ÜBUNGSTEXT:
◆ ◆ ◆

Hamburg. Der Ludwigshafener Rapper und Udo-Lindenberg-Kumpel eilt von Erfolg zu Erfolg – Porträt eines Unporträtierbaren.
„Du musst unbedingt nachher ins Gruenspan, da spielt einer, der wird ein Großer“, hört man im September 2019 bei vielen Gesprächen auf dem Reeperbahn Festival. Europas größter Showcase-Marathon steht bekanntlich für die Entdeckungen der Stars von morgen, von Ed Sheeran über Bon Iver bis Cro. Viel öfter aber sieht und hört man die auf dem Kiez empfohlenen vermeintlichen zukünftigen Supersängerinnen und Rap-Könige nie wieder. Aber der junge Gruenspan-Newcomer aus Ludwigshafen kam wieder. Bei seinen nächsten Besuchen in Hamburg im Oktober 2022 und Januar 2023 feierte er gigantische Hip-Hop-Spektakel in der ausverkauften Barclays Arena: Sein Name ist Apache 207. Und dieses Jahr wird wohl erst recht sein Jahr.
Schon kurz nach seinem Auftritt beim Reeperbahn Festival erscheint im Oktober 2019 Apaches erste EP „Platte“ mit acht Songs, die ihn zusammen mit der bereits im Gruenspan mitgesungenen Vorabsingle „Roller“ direkt in die Top Ten der Albumcharts und an die Spitze der Singlecharts katapultieren. Für manche ist er eine Überraschung aus dem Nichts, aber für Apache scheint es die logische Konsequenz eines kurzen, aber gewitzten und fast schon schamlosen Weges nach oben zu sein. Als er im Sommer 2018 seinen ersten, noch ziemlich platten und sexistischen Song „Kleine Hure“ veröffentlicht, ist nichts über ihn bekannt, und viel mehr soll auch nicht bekannt werden als das: Geboren als Volkan Yaman 1997 in Mannheim, aufgewachsen in Ludwigshafen, Abitur. Alles andere versteckt der zwei Meter große, langhaarige „Gangster, der ab und zu das Tanzbein schwingt“ hinter seiner Sonnenbrille.

◆ ◆ ◆

NACHFOLGENDE DATEN:
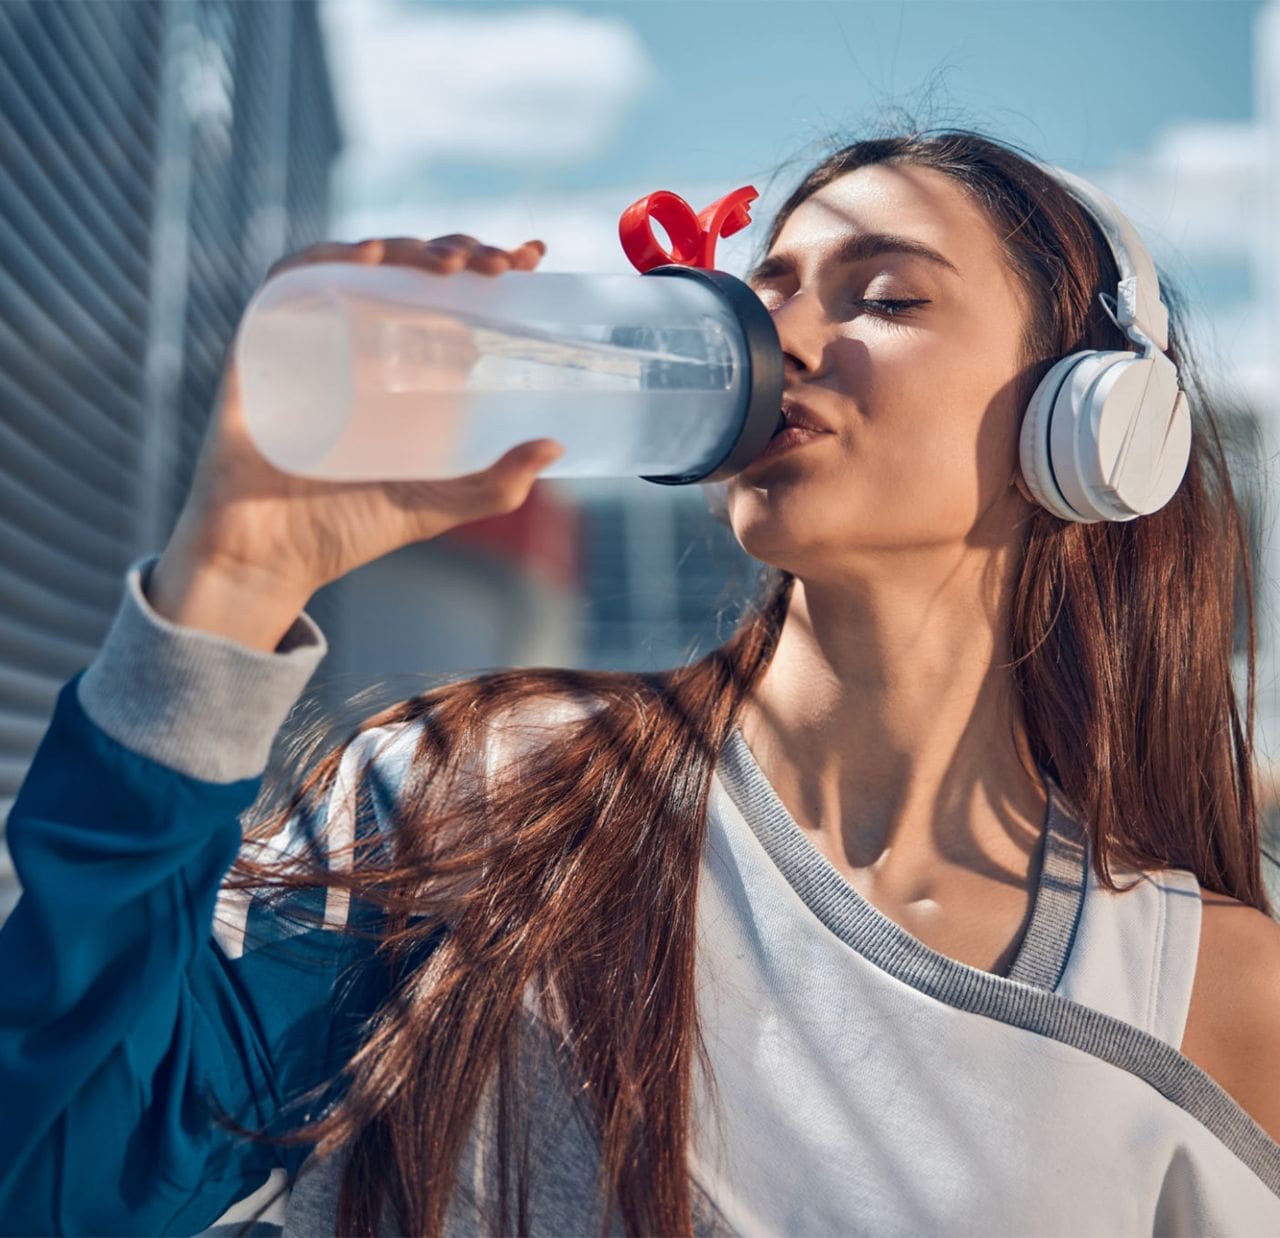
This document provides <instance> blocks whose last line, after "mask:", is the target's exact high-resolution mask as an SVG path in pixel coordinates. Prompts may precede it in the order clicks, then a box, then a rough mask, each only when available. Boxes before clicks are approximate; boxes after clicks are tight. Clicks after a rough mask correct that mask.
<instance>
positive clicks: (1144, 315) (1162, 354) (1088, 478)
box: [703, 164, 1192, 524]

◆ ◆ ◆

Schreiben Sie aus dem Text über Apache 207 wortgetreu ab, beginnend bei den Worten „Schon kurz nach“ und endend nach den Worten „hinter seiner Sonnenbrille.“. Die Daten stehen in keinem Zusammenhang mit dem Text.

Schon kurz nach seinem Auftritt beim Reeperbahn Festival erscheint im Oktober 2019 Apaches erste EP „Platte“ mit acht Songs, die ihn zusammen mit der bereits im Gruenspan mitgesungenen Vorabsingle „Roller“ direkt in die Top Ten der Albumcharts und an die Spitze der Singlecharts katapultieren. Für manche ist er eine Überraschung aus dem Nichts, aber für Apache scheint es die logische Konsequenz eines kurzen, aber gewitzten und fast schon schamlosen Weges nach oben zu sein. Als er im Sommer 2018 seinen ersten, noch ziemlich platten und sexistischen Song „Kleine Hure“ veröffentlicht, ist nichts über ihn bekannt, und viel mehr soll auch nicht bekannt werden als das: Geboren als Volkan Yaman 1997 in Mannheim, aufgewachsen in Ludwigshafen, Abitur. Alles andere versteckt der zwei Meter große, langhaarige „Gangster, der ab und zu das Tanzbein schwingt“ hinter seiner Sonnenbrille.